Stated goal — Return, unchanged, the stretch of the listing below from the line containing "Mark every instance of the yellow trim" through the line containing "x=751 y=422", with both of those lines included.
## Start Given records
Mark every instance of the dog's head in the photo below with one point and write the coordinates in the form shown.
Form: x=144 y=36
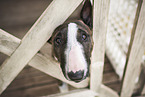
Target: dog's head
x=72 y=45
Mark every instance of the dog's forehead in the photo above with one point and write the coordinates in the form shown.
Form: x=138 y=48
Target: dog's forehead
x=64 y=27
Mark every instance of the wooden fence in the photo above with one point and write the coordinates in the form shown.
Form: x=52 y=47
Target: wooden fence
x=23 y=52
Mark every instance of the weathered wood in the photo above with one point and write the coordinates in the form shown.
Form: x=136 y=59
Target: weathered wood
x=33 y=91
x=76 y=93
x=35 y=39
x=8 y=43
x=107 y=92
x=136 y=51
x=100 y=18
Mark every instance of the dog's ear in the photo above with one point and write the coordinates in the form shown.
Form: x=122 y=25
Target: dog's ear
x=50 y=40
x=86 y=13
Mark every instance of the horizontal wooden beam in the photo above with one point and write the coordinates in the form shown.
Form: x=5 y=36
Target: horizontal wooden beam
x=75 y=93
x=35 y=38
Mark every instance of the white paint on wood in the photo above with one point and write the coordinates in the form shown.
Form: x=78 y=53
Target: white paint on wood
x=76 y=93
x=107 y=92
x=35 y=39
x=135 y=56
x=8 y=43
x=100 y=18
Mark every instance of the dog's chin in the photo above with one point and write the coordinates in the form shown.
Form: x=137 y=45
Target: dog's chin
x=76 y=80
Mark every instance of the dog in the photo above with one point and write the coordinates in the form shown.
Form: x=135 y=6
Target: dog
x=72 y=45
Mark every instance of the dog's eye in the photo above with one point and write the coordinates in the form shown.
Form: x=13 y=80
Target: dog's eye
x=84 y=37
x=58 y=41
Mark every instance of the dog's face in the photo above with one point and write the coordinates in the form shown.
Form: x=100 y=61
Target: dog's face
x=72 y=45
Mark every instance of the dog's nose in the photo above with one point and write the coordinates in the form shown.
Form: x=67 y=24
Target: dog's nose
x=77 y=76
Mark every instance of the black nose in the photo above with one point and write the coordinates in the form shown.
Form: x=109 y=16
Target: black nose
x=77 y=76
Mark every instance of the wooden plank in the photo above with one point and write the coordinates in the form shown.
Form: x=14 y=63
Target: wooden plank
x=76 y=93
x=107 y=92
x=8 y=43
x=136 y=51
x=35 y=39
x=110 y=77
x=100 y=18
x=35 y=91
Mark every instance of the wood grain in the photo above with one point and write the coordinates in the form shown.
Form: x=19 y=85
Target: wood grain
x=100 y=18
x=136 y=51
x=8 y=43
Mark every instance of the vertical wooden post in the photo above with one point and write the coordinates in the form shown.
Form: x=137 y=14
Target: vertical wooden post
x=100 y=19
x=136 y=51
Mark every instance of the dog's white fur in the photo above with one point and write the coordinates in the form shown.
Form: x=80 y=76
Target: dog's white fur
x=75 y=59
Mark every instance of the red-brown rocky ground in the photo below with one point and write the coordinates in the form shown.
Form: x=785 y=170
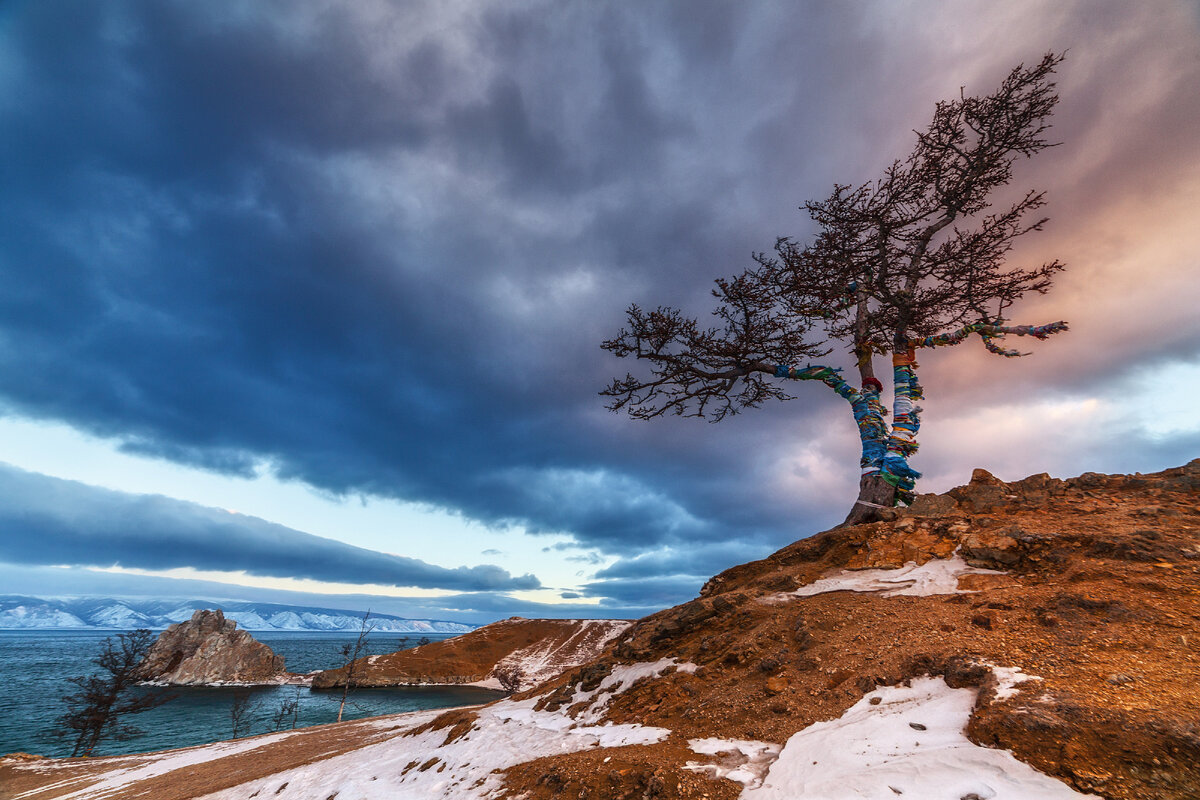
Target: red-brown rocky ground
x=1099 y=599
x=550 y=645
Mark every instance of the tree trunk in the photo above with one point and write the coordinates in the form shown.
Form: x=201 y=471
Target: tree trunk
x=875 y=491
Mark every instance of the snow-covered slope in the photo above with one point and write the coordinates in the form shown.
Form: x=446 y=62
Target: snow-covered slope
x=19 y=612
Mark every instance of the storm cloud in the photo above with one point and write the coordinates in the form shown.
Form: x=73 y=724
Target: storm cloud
x=373 y=248
x=47 y=521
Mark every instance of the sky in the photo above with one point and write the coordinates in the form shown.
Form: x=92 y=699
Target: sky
x=303 y=301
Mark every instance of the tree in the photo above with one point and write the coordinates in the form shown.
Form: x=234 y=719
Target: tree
x=238 y=709
x=510 y=678
x=96 y=711
x=288 y=714
x=915 y=259
x=351 y=655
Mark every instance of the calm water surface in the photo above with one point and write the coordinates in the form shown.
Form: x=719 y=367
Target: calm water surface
x=36 y=666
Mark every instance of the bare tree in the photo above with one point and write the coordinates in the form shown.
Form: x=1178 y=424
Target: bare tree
x=238 y=709
x=915 y=259
x=510 y=678
x=288 y=714
x=105 y=698
x=351 y=657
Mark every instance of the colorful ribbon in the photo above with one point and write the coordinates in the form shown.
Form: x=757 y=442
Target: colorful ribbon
x=868 y=409
x=988 y=332
x=903 y=441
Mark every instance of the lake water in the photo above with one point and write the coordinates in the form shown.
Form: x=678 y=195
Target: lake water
x=36 y=666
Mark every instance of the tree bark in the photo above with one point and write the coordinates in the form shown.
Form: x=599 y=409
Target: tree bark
x=874 y=489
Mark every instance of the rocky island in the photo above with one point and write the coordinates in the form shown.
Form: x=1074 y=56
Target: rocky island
x=1035 y=638
x=210 y=649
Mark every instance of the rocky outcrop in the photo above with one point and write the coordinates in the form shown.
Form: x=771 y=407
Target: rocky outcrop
x=1063 y=613
x=511 y=654
x=210 y=649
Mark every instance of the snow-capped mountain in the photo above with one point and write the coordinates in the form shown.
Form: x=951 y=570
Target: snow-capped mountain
x=108 y=613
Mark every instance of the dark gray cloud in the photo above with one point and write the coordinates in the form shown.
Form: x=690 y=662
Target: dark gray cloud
x=47 y=521
x=375 y=248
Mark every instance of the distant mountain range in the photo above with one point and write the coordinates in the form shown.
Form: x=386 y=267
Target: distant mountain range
x=108 y=613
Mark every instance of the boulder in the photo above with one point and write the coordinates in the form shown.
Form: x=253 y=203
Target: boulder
x=210 y=649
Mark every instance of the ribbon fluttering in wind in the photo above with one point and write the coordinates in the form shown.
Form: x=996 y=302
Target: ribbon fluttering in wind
x=868 y=409
x=905 y=425
x=988 y=332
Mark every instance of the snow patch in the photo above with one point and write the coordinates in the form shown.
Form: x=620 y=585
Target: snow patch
x=742 y=761
x=425 y=767
x=934 y=577
x=1008 y=678
x=621 y=679
x=879 y=751
x=540 y=662
x=144 y=768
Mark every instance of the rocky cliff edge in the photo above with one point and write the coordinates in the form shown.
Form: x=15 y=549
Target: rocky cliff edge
x=1035 y=639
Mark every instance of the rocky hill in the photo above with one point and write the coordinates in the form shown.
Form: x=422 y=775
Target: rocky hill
x=522 y=651
x=209 y=649
x=1035 y=639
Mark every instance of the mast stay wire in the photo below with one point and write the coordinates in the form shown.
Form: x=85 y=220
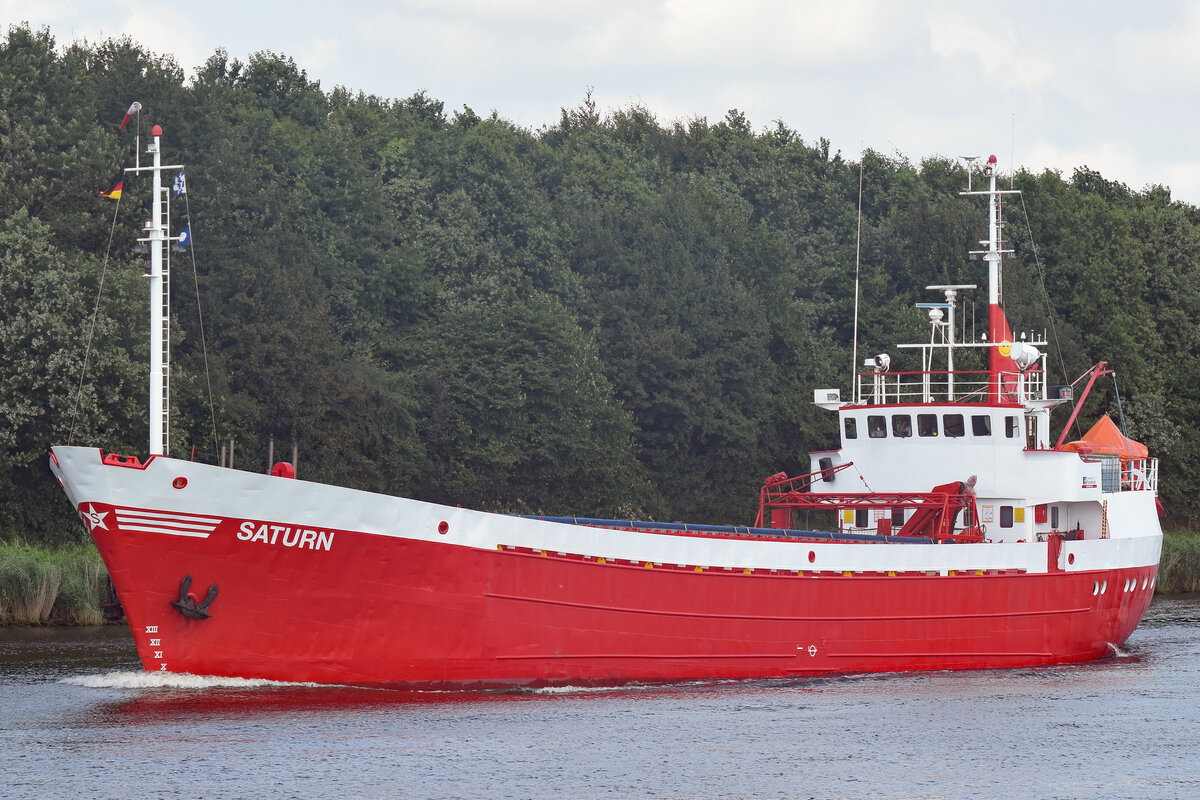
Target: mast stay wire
x=1045 y=294
x=95 y=314
x=199 y=314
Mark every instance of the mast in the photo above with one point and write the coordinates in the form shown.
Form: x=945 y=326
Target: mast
x=1000 y=335
x=160 y=379
x=160 y=299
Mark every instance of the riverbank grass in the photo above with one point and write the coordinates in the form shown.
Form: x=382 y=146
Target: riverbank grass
x=41 y=585
x=1180 y=566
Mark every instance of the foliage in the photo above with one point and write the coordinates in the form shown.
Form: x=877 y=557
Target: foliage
x=611 y=316
x=63 y=585
x=1180 y=569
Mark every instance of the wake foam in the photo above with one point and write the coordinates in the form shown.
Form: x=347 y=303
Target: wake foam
x=171 y=680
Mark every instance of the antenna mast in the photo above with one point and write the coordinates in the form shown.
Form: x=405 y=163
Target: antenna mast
x=858 y=251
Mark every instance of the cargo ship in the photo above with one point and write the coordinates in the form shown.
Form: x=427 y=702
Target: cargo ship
x=955 y=535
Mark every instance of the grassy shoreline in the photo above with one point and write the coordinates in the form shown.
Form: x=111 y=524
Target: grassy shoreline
x=45 y=585
x=66 y=585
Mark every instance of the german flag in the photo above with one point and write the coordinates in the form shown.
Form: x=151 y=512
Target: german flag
x=118 y=187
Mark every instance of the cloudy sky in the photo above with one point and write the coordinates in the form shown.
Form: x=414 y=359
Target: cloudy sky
x=1041 y=83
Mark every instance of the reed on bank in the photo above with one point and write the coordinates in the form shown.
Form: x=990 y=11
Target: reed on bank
x=40 y=585
x=1179 y=570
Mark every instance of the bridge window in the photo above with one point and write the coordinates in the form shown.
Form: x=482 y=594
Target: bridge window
x=927 y=425
x=952 y=425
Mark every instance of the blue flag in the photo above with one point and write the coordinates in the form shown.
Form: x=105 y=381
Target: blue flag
x=185 y=239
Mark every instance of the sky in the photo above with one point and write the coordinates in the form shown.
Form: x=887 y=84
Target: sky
x=1043 y=84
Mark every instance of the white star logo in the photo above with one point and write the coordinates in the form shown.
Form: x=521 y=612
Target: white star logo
x=94 y=518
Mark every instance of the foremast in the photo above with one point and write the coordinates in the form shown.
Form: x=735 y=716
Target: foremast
x=157 y=239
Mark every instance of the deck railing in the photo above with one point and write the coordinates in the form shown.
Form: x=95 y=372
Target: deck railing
x=959 y=386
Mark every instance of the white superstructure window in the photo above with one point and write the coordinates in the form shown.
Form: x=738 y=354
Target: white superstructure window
x=927 y=425
x=953 y=426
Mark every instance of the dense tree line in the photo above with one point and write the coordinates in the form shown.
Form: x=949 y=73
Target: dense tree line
x=610 y=316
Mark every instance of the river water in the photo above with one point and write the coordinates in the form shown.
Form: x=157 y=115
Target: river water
x=78 y=719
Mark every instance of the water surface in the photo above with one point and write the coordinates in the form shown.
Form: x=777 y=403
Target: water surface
x=79 y=719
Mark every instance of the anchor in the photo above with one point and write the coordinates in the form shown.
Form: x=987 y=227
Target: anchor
x=186 y=603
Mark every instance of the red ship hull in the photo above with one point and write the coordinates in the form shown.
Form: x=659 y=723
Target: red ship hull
x=394 y=611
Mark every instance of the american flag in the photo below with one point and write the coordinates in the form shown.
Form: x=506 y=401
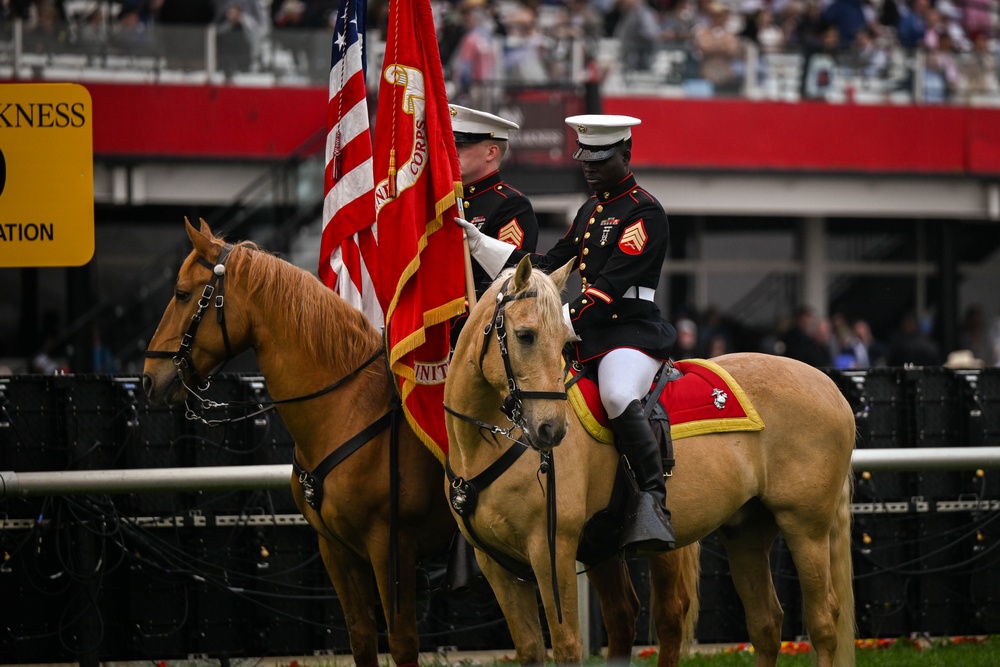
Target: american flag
x=348 y=247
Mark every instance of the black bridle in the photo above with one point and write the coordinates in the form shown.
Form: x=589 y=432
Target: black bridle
x=464 y=493
x=216 y=286
x=513 y=404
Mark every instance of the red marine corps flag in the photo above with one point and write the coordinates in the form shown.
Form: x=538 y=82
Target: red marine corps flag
x=421 y=281
x=347 y=250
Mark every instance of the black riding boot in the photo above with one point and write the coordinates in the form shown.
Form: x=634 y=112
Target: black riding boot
x=647 y=527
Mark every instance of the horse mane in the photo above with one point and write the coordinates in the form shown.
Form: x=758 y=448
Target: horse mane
x=324 y=321
x=548 y=300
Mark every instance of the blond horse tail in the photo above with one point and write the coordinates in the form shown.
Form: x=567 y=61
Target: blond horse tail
x=691 y=582
x=842 y=575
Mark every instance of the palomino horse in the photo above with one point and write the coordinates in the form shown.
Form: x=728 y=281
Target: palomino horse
x=792 y=477
x=322 y=362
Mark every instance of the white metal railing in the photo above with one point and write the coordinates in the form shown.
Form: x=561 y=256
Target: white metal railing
x=278 y=476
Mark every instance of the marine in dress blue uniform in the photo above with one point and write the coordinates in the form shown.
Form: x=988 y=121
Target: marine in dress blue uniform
x=496 y=208
x=619 y=238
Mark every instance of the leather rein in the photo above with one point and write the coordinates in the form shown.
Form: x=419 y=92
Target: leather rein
x=464 y=494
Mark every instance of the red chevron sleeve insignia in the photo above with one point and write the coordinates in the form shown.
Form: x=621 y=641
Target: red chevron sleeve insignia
x=512 y=233
x=633 y=239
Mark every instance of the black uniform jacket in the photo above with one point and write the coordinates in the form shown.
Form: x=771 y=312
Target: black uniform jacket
x=619 y=238
x=500 y=211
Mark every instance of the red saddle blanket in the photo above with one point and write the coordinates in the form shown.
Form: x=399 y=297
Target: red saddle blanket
x=705 y=399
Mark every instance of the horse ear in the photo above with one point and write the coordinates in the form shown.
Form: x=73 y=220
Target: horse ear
x=523 y=274
x=561 y=275
x=200 y=238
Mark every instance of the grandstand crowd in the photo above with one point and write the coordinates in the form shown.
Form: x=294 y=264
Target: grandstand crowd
x=711 y=46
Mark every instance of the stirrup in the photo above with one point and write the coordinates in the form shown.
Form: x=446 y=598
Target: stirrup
x=647 y=530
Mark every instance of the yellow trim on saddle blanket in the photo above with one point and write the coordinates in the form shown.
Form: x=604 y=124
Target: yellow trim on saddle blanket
x=751 y=422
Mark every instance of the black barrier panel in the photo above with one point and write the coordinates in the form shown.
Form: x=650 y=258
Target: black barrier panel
x=984 y=583
x=944 y=552
x=884 y=593
x=294 y=602
x=985 y=419
x=721 y=617
x=878 y=398
x=940 y=416
x=32 y=433
x=882 y=413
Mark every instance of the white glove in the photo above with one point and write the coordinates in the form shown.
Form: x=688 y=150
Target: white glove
x=472 y=233
x=569 y=323
x=490 y=253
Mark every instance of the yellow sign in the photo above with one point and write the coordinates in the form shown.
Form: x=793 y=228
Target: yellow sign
x=46 y=175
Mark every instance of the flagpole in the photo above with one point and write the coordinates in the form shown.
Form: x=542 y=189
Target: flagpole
x=470 y=285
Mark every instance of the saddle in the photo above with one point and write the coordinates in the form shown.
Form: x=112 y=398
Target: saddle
x=699 y=397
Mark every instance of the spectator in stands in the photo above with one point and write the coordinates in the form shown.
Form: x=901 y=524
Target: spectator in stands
x=912 y=23
x=242 y=25
x=686 y=346
x=978 y=16
x=877 y=350
x=719 y=50
x=49 y=31
x=638 y=34
x=940 y=76
x=766 y=33
x=474 y=64
x=912 y=345
x=846 y=349
x=184 y=12
x=677 y=23
x=819 y=69
x=973 y=334
x=800 y=340
x=848 y=16
x=867 y=57
x=299 y=14
x=129 y=35
x=525 y=47
x=978 y=71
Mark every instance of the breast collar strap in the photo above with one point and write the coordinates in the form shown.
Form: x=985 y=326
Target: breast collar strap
x=513 y=405
x=216 y=286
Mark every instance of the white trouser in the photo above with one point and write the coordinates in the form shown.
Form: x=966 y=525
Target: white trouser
x=624 y=375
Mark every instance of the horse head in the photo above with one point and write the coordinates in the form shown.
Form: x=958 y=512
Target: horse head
x=521 y=349
x=197 y=333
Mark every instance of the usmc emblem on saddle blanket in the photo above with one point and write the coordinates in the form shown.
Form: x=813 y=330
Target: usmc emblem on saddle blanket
x=720 y=398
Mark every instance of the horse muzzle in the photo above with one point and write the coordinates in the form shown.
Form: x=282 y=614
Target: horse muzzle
x=547 y=433
x=163 y=390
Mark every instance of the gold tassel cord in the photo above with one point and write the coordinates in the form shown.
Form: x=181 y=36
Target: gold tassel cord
x=392 y=174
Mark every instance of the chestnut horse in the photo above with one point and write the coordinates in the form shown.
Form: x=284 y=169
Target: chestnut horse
x=324 y=368
x=793 y=477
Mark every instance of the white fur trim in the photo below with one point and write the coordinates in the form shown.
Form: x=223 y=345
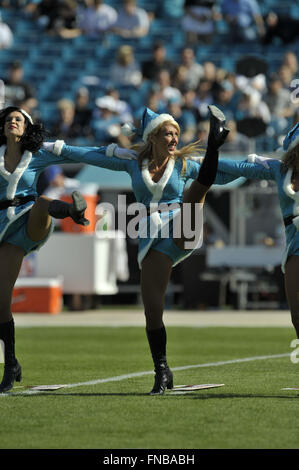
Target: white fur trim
x=128 y=129
x=287 y=185
x=110 y=150
x=155 y=123
x=13 y=178
x=157 y=188
x=57 y=148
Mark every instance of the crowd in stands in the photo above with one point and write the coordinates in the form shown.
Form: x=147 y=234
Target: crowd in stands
x=256 y=102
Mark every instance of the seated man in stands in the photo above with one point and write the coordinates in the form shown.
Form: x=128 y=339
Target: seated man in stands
x=132 y=22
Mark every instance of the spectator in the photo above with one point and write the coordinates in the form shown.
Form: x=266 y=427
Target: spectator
x=180 y=78
x=124 y=109
x=125 y=70
x=278 y=99
x=153 y=102
x=283 y=27
x=236 y=142
x=58 y=17
x=286 y=76
x=291 y=61
x=170 y=9
x=194 y=71
x=83 y=114
x=198 y=21
x=106 y=122
x=6 y=35
x=132 y=22
x=185 y=119
x=244 y=19
x=204 y=97
x=226 y=98
x=65 y=127
x=158 y=62
x=17 y=90
x=97 y=18
x=250 y=105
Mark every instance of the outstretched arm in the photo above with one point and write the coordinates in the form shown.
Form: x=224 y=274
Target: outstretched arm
x=256 y=169
x=111 y=157
x=221 y=176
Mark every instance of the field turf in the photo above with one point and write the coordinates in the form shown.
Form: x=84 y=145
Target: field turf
x=250 y=412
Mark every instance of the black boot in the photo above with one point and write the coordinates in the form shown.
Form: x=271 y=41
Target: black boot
x=12 y=369
x=163 y=375
x=61 y=210
x=217 y=135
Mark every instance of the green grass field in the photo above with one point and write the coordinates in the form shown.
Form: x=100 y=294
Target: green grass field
x=249 y=412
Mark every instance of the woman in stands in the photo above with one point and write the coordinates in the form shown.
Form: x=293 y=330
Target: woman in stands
x=159 y=175
x=285 y=173
x=25 y=219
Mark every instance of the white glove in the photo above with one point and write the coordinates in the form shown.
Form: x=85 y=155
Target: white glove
x=253 y=158
x=114 y=151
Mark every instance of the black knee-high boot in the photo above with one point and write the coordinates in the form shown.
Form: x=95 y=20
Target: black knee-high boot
x=217 y=135
x=12 y=369
x=163 y=375
x=61 y=210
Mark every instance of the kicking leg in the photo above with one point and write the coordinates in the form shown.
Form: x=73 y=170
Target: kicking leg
x=39 y=221
x=196 y=194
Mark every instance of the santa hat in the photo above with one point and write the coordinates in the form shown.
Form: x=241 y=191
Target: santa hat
x=148 y=123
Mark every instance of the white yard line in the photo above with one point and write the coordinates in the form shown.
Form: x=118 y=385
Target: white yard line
x=119 y=378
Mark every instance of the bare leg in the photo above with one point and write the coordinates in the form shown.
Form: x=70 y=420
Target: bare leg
x=292 y=289
x=155 y=274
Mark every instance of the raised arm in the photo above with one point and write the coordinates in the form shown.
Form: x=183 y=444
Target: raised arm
x=222 y=177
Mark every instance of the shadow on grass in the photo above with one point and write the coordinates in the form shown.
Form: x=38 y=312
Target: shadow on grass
x=193 y=396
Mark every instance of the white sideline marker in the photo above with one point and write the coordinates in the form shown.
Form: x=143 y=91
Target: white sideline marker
x=43 y=388
x=142 y=374
x=191 y=388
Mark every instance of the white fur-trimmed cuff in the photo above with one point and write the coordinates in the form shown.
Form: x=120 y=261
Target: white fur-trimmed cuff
x=110 y=150
x=57 y=148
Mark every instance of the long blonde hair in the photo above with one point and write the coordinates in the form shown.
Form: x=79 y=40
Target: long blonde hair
x=144 y=149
## End Given records
The result —
Mark every instance of the yellow trim on saddle blanket in the photo above with one point and write the coordinates in the form shown.
Form: x=604 y=124
Target: yellow trim on saddle blanket
x=751 y=422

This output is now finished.